Data for this task:
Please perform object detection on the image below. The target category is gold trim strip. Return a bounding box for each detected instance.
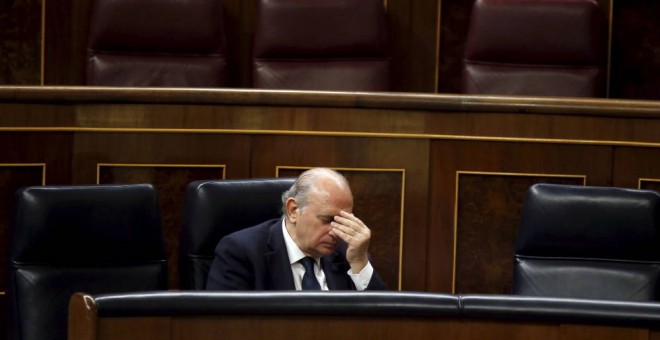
[0,163,46,185]
[0,127,660,148]
[96,163,227,184]
[605,0,614,98]
[39,0,46,86]
[275,165,406,291]
[451,170,587,294]
[637,178,660,190]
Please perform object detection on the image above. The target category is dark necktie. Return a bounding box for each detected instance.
[300,256,321,290]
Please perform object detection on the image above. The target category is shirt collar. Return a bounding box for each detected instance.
[282,216,305,264]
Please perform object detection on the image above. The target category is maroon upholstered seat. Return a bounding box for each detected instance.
[87,0,227,87]
[252,0,390,91]
[462,0,607,97]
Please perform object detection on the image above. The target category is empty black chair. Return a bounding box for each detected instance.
[179,178,295,290]
[252,0,391,91]
[513,184,660,301]
[7,184,167,340]
[87,0,229,87]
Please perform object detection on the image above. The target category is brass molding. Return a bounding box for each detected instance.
[96,163,227,184]
[451,170,587,294]
[637,178,660,189]
[0,163,46,185]
[275,165,406,291]
[0,127,660,148]
[39,0,46,86]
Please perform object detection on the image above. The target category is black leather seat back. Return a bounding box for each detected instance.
[8,184,167,340]
[87,0,229,87]
[252,0,391,91]
[179,178,295,290]
[513,184,660,301]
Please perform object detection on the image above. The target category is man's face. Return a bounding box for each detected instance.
[289,181,353,257]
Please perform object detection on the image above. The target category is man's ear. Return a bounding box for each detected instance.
[286,197,300,223]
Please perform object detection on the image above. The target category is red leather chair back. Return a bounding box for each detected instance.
[87,0,227,87]
[252,0,390,91]
[463,0,607,97]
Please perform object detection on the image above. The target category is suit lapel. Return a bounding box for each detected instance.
[265,219,296,290]
[321,252,355,290]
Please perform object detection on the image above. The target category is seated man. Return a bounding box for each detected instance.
[206,168,387,290]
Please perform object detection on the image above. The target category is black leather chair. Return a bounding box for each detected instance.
[7,184,167,340]
[179,178,295,290]
[87,0,228,87]
[252,0,390,91]
[513,184,660,301]
[462,0,607,97]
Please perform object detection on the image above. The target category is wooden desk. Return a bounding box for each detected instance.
[0,87,660,293]
[69,292,660,340]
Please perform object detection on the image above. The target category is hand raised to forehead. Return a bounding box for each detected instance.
[330,210,371,273]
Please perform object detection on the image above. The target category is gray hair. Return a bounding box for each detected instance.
[282,168,350,216]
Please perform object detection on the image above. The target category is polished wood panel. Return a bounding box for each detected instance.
[426,141,612,293]
[98,164,225,289]
[277,167,405,289]
[69,314,656,340]
[453,172,585,294]
[42,0,93,85]
[438,0,474,93]
[385,0,441,93]
[612,147,660,190]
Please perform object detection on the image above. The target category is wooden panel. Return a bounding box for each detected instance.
[427,141,611,293]
[610,0,660,100]
[251,136,429,290]
[0,0,40,85]
[438,0,474,93]
[453,172,585,294]
[612,147,660,190]
[386,0,440,93]
[97,316,171,340]
[560,324,649,340]
[98,315,653,340]
[172,315,450,340]
[42,0,92,85]
[98,164,225,289]
[639,178,660,192]
[278,167,405,289]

Set task: Reproduce all of the items above, changing every occurrence of "object detection" to "object localization" and leaving everything else unchanged. Omit the pictures from your answer.

Exercise response:
Please perform object localization on the image below. The target category is gold trim strip. Return a bounding box for each detected instance.
[0,163,46,185]
[0,127,660,148]
[96,163,227,184]
[605,0,614,98]
[39,0,46,86]
[275,165,406,291]
[451,170,587,294]
[637,178,660,190]
Please perform object localization on the image above. The target category is dark necktie. Return a bounding box for each detected instance.
[300,256,321,290]
Please perform object localization on the image above. The target category is shirt collar. Return a bounding box for each detected instance.
[282,216,305,264]
Please perform object localization on the image above. The target category is maroon upholstered seat. Return a bounding box for each detected instance.
[87,0,227,87]
[252,0,390,91]
[462,0,607,97]
Please perform object localization on the image above. The target category is empty black chair. Return a bounding box for each detected instance.
[179,178,295,290]
[252,0,391,91]
[513,184,660,301]
[7,184,167,340]
[87,0,229,87]
Please perform object localization on the image above. The target category is brass molding. Return a bounding box for each detected instance.
[96,163,227,184]
[451,170,587,294]
[637,178,660,189]
[0,163,46,185]
[275,165,406,291]
[0,127,660,148]
[39,0,46,86]
Please perform object localization on the image above. The target category is black leather seat back. Return a bounding box for each detected instance.
[8,184,167,340]
[87,0,229,87]
[252,0,391,91]
[179,178,295,290]
[513,184,660,301]
Please perform object localization on the image above. The target category is man's face. Return a bounding box for each detected instance.
[289,181,353,257]
Please perform object localization on the image above. The target category is man's ear. Return a bounding box for each detected instance.
[286,197,300,223]
Please perform object localization on the image above. The target category is red leather chair back. Return a bounding box for each detected instance.
[87,0,227,87]
[252,0,390,91]
[463,0,607,97]
Please perform object localization on the image above. The target category is suit lapel. Return a bounding box for each detected instance.
[265,219,296,290]
[321,252,355,290]
Please perform object localization on the image above. The target category is seated man. Return a bounding box for each detected instance.
[206,168,387,290]
Please perform object localization on the image above. The target category is black leather chair. Return a bounding box for each detected instance.
[7,184,167,340]
[179,178,295,290]
[87,0,228,87]
[252,0,390,91]
[513,184,660,301]
[462,0,607,97]
Please perform object localization on the image above. The target category is wooden desk. Return a bounding box for each detected instance.
[0,87,660,293]
[69,292,660,340]
Please perform object localization on the image above. The target category is hand raised to forehead. Return a bounding box for each detected instance.
[330,210,371,273]
Please perform object localization on the image above. The target category is gray hair. Return a bounding box for each detected instance.
[282,168,350,216]
Please perform object localization on the image above. The target category is polished wood panel. Return a bounding box for each detected instance.
[426,141,612,293]
[98,164,225,289]
[277,167,405,289]
[69,314,656,340]
[453,172,585,294]
[42,0,93,85]
[438,0,474,93]
[385,0,441,93]
[612,147,660,190]
Please perform object localization on the image above. The target category is wooden panel. Return a bounding box for each detected instance.
[427,141,611,293]
[610,0,660,100]
[251,136,429,290]
[0,0,40,85]
[438,0,474,93]
[453,172,585,294]
[612,147,660,190]
[386,0,440,93]
[97,316,171,340]
[560,324,649,340]
[98,315,653,340]
[172,315,450,340]
[42,0,92,85]
[98,164,225,289]
[639,178,660,192]
[278,167,405,289]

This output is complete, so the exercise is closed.